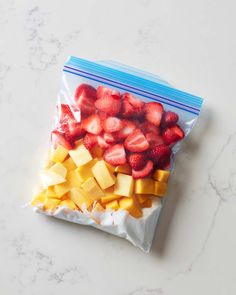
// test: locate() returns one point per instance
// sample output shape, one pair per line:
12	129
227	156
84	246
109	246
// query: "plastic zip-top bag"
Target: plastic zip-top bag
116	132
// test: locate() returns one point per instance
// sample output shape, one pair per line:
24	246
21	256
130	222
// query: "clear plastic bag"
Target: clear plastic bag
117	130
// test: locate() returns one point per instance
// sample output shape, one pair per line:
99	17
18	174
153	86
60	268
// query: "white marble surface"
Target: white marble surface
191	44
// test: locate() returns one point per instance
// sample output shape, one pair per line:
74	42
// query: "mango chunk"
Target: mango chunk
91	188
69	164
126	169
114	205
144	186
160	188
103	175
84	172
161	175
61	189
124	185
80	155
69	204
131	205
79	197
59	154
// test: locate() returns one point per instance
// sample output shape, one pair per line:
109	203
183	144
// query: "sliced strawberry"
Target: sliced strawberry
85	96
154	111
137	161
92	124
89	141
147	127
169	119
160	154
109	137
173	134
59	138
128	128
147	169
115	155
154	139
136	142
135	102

==================================================

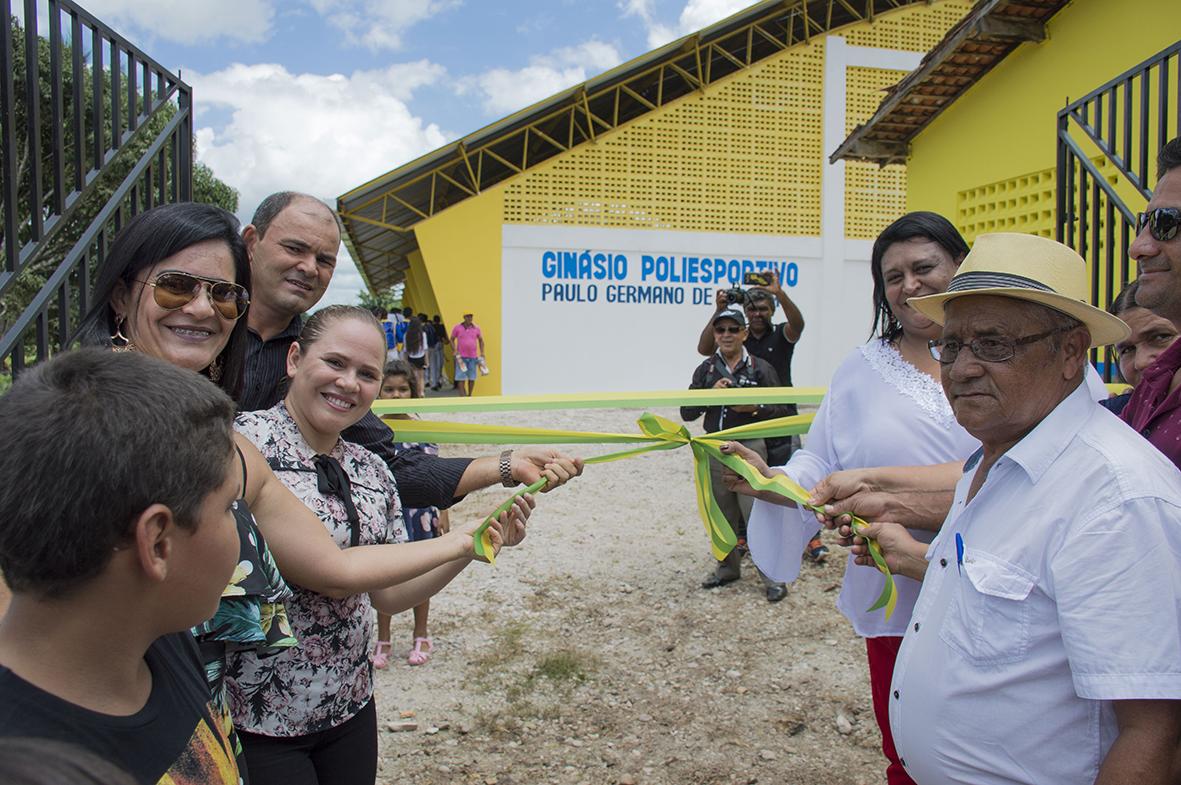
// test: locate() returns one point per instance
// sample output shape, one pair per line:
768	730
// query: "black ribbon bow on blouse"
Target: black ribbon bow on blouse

==================================================

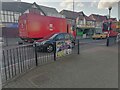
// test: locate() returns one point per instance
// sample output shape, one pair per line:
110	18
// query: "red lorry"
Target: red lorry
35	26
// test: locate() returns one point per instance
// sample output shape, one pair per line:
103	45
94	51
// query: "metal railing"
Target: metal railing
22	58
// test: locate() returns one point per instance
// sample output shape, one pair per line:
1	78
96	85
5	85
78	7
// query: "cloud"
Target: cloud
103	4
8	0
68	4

==================================================

#### WORK ITEM:
Search the data above for "black" and copy every line where it turns up.

#### SOLUTION TO THIS EXERCISE:
// query: "black ribbon bow on blouse"
Target: black ribbon bow on blouse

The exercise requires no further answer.